>> start

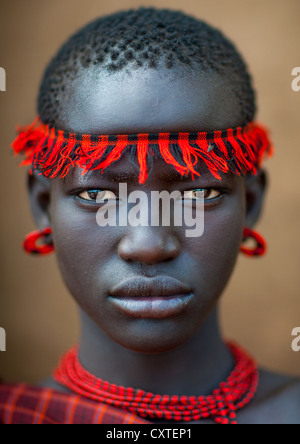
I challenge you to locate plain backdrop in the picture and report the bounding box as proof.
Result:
[0,0,300,382]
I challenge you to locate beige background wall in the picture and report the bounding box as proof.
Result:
[0,0,300,382]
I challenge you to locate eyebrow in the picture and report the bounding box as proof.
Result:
[70,170,232,185]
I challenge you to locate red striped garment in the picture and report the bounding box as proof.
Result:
[0,384,149,424]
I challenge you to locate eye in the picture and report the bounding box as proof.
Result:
[184,188,222,201]
[77,190,117,203]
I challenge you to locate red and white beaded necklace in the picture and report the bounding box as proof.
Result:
[53,343,259,424]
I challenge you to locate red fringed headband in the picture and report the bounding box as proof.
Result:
[12,117,274,184]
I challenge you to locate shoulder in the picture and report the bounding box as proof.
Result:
[241,370,300,424]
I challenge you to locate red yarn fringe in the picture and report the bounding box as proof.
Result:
[12,117,274,184]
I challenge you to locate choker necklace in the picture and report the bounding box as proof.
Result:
[53,342,259,424]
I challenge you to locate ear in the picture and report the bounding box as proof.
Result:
[245,169,268,228]
[27,171,51,230]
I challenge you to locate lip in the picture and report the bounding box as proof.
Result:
[109,276,194,319]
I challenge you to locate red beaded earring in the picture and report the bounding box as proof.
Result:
[23,228,54,255]
[240,227,267,256]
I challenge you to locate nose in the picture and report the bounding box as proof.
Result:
[118,227,181,265]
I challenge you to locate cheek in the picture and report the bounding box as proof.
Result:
[52,199,120,305]
[189,189,245,302]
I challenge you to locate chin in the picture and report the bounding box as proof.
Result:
[110,320,193,354]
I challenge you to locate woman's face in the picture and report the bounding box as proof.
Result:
[50,64,246,353]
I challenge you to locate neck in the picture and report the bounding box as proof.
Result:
[79,309,234,396]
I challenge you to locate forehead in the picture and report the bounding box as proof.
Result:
[61,151,244,189]
[56,62,243,134]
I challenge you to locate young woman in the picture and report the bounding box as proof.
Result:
[0,8,300,424]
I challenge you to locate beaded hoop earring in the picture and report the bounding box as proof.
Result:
[23,228,54,255]
[240,227,267,256]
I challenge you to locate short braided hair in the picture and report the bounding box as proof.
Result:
[38,7,256,126]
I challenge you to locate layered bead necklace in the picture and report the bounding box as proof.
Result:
[53,343,259,424]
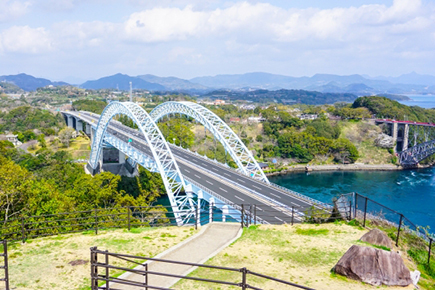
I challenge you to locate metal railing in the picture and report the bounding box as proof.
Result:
[91,247,313,290]
[0,240,10,290]
[347,192,434,265]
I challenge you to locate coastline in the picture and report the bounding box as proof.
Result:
[266,163,406,176]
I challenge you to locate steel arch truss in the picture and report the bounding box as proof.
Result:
[150,102,269,183]
[399,140,435,167]
[89,102,195,225]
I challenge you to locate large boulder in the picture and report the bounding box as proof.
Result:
[334,245,412,286]
[360,229,392,249]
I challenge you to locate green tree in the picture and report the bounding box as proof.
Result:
[59,127,74,147]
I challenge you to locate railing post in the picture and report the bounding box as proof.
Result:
[396,214,403,247]
[21,216,26,243]
[94,208,98,235]
[208,200,214,223]
[241,204,245,228]
[91,247,98,290]
[355,192,358,219]
[145,263,148,290]
[3,240,9,290]
[254,204,257,225]
[363,197,368,227]
[105,250,110,290]
[196,198,201,229]
[127,206,131,231]
[240,268,248,290]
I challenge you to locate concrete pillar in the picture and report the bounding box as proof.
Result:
[402,124,409,151]
[91,127,95,141]
[118,150,125,164]
[85,123,92,136]
[196,190,204,227]
[391,123,399,142]
[76,119,83,132]
[222,205,230,223]
[67,116,74,127]
[208,197,214,223]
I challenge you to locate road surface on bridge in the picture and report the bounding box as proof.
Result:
[67,111,328,223]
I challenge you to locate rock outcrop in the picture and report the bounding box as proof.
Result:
[334,245,412,286]
[360,229,392,249]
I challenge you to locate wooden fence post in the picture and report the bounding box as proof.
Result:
[94,208,98,235]
[3,240,10,290]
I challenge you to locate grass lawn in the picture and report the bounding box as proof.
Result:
[4,227,195,290]
[27,136,91,159]
[174,223,415,290]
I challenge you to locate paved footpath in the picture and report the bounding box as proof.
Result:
[110,223,242,290]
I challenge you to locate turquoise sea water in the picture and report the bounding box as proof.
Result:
[269,168,435,232]
[399,95,435,109]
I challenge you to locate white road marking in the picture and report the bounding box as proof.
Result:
[234,195,245,201]
[270,192,281,198]
[274,216,283,222]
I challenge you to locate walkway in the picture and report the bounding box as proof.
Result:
[110,223,242,290]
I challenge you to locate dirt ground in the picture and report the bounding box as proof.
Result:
[4,227,195,290]
[174,224,415,290]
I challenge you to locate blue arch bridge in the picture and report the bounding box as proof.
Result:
[62,102,412,225]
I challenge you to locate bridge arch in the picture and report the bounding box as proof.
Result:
[150,102,269,183]
[88,102,194,225]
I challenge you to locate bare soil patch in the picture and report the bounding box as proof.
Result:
[175,223,416,290]
[9,227,195,290]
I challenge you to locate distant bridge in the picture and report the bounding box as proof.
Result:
[375,119,435,167]
[62,102,329,225]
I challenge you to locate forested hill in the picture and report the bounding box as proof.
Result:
[0,106,65,135]
[352,97,435,123]
[73,100,107,114]
[205,90,357,105]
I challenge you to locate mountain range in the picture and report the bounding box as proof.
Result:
[0,72,435,96]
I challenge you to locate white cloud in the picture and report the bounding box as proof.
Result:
[0,26,53,54]
[0,0,30,22]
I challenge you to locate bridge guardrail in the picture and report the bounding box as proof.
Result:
[169,143,331,209]
[178,157,303,216]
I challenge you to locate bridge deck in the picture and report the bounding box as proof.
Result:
[63,112,330,223]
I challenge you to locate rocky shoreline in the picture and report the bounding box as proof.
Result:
[266,163,431,176]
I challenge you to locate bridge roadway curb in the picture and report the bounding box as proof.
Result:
[108,222,243,290]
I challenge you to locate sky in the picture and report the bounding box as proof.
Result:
[0,0,435,84]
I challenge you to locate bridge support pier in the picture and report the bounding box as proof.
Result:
[85,123,92,136]
[66,116,74,128]
[391,123,399,147]
[76,119,83,132]
[402,124,409,151]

>> end

▶ Task statement:
Copy out all of the data above word for word, leaving out the pictures.

▶ Solution:
I challenge you to locate plain backdrop in the picture and report the bounding box as proof.
Result:
[0,0,300,382]
I challenge you to locate beige background wall in the picture and report the bounding box as proof.
Result:
[0,0,300,382]
I challenge you to locate eyebrow in the picture and report the bounding box as proof.
Result:
[70,170,232,185]
I challenge you to locate red striped garment in the picture and report the bounding box as proof.
Result:
[0,384,149,424]
I challenge you to locate eye in the picture and report the bounding box as proof.
Result:
[184,188,222,201]
[77,190,117,203]
I challenge you to locate red and white beaded necklace in the picture and report the bounding box as proof.
Result:
[53,343,259,424]
I challenge you to locate red fringed headband in the picture and report the bounding box as proof.
Result:
[12,117,274,184]
I challenge you to locate shoulder in the picture and report the bounding box as proof.
Result:
[241,370,300,424]
I challenge you to locate red yarn fringe in the picture and report the bounding box as proof.
Result:
[12,117,274,184]
I challenge you to locate choker necklace in the picture and report the bounding box as proof.
Result:
[53,342,259,424]
I challenge you to locate ear in the picture and report the bounding box as proof.
Result:
[245,169,268,228]
[27,171,51,230]
I challenge you to locate lip in the picture and report the bounding box as proof.
Result:
[109,276,194,319]
I challenge you to locate red beaded earring in the picture and report the bounding box as proof.
Result:
[23,228,54,255]
[240,227,267,256]
I challenge you to locate nose in the picture and report the bounding box as proof.
Result:
[118,227,181,265]
I challenge you to locate cheek in the picture and report the bounding box as proof.
Result:
[52,199,120,305]
[189,189,245,302]
I challenge you to locate chin in the picture and report the bounding box as proof.
Result:
[110,320,193,354]
I challenge you to locate woman's face in the picture and report the bounding box as proof.
Result:
[50,64,246,353]
I challenge you to locate neck in the picture and report the bounding box as proof.
Result:
[79,309,234,396]
I challenge you to locate forehead in the picture and report the bounding box as proof.
Result:
[61,151,244,189]
[56,62,243,134]
I challenge you to locate young woman in the picture and report the bounding box as proof.
Result:
[0,8,300,424]
I challenge you to locate beaded hoop earring in the picture and report the bounding box as proof.
Result:
[23,228,54,255]
[240,227,267,256]
I challenge you to locate short braided hair in the picture and report the bounding box as proof.
Result:
[38,7,256,126]
I challenge you to locate layered bead necklace in the picture and report the bounding box as proof.
Result:
[53,343,259,424]
I challenge you to locate metal railing in the picture and report the bounding box as proof.
Result:
[91,247,313,290]
[0,240,10,290]
[347,192,434,265]
I challenge you to locate coastline in the picture and report the bounding box as proof.
Result:
[266,163,406,176]
I challenge you to locate steel arch truss in the picture and report the bounding box as proof.
Result:
[150,102,269,183]
[399,140,435,167]
[89,102,195,225]
I challenge you to locate large boulder in the picture and report the bounding box as proof.
Result:
[334,245,412,286]
[360,229,392,249]
I challenge you to locate green tree in the picture and report the bounding box as proof.
Result:
[59,127,74,147]
I challenge you to locate railing post in the picture and report the bounding box as proof.
Result:
[396,214,403,247]
[21,216,26,243]
[94,208,98,235]
[208,200,214,223]
[241,204,245,228]
[91,247,98,290]
[355,192,358,219]
[145,263,148,290]
[3,240,9,290]
[254,204,257,225]
[363,197,368,227]
[105,250,110,290]
[196,198,201,229]
[127,206,131,231]
[240,268,248,290]
I challenge you to locate concrete pillar in the picture and report the bounding box as proof.
Result:
[402,124,409,151]
[91,127,95,141]
[118,150,125,164]
[85,123,92,136]
[196,190,204,227]
[391,123,399,142]
[76,119,83,132]
[222,205,230,223]
[67,116,74,127]
[208,197,214,223]
I challenge you to locate road surface on bridge in the picture and report the bounding box as proof.
Result:
[67,111,328,223]
I challenge you to locate rock outcrop in the picture and report the bounding box as proof.
Result:
[334,245,412,286]
[360,229,392,249]
I challenge you to locate wooden fence post in the picture and report the bounding box as proof.
Result:
[94,208,98,235]
[3,240,10,290]
I challenge you to locate grass lawn in the picture and report the bounding box as proof.
Result:
[4,227,195,290]
[27,136,91,159]
[174,223,415,290]
I challenge you to locate paved footpath in the picture and report the bounding box as proof.
Result:
[110,223,242,290]
I challenge you to locate turquoise sea water in the picture and report the bounding box as proof.
Result:
[269,168,435,232]
[399,95,435,109]
I challenge you to locate white road marking in the picture and report the bounding box as proof.
Result:
[234,195,245,201]
[270,192,281,198]
[274,216,283,222]
I challenge you to locate walkway in the picture and report the bounding box as proof.
Result:
[110,223,242,290]
I challenge you to locate dirt ground in the picture and report the bounding box as proof.
Result:
[4,227,195,290]
[174,224,415,290]
I challenge you to locate blue arch bridge in the picture and report the bounding box as proof.
Result:
[62,102,412,225]
I challenge you to locate bridge arch in the picture and report the bounding box as proof.
Result:
[150,102,269,183]
[88,102,194,225]
I challenge you to locate bare soil patch in the picture and report the bounding box as proof.
Result:
[175,223,416,290]
[9,227,195,290]
I challenge you to locate distant bridge in the picture and report the bounding box as proof.
Result:
[375,119,435,167]
[62,102,329,225]
I challenge you to locate forested hill in the picture and report the bounding box as proof.
Result:
[0,106,65,135]
[352,97,435,123]
[73,100,107,114]
[205,90,357,105]
I challenge you to locate mountain range in the picture and report the bounding box as proof.
Result:
[0,72,435,96]
I challenge you to locate white cloud in the picture and report the bounding box as proof.
Result:
[0,26,53,54]
[0,0,30,22]
I challenge you to locate bridge guardrail in the picture and report the bounding box as proof.
Result:
[169,143,331,209]
[178,157,303,216]
I challenge you to locate bridge deck in the picture and report the bounding box as proof.
Result:
[63,112,330,223]
I challenge you to locate rocky shoreline in the picture and report the bounding box as proof.
Result:
[266,163,431,176]
I challenge you to locate bridge roadway curb in the picture and report the bounding box as proof.
Result:
[108,222,243,290]
I challenge you to locate sky in the picture and report the bounding box as proof.
Result:
[0,0,435,84]
I challenge you to locate bridge support pier in the picture and report the bounding box as proof.
Result:
[85,123,92,136]
[66,116,74,128]
[391,123,399,147]
[76,119,83,132]
[402,124,409,151]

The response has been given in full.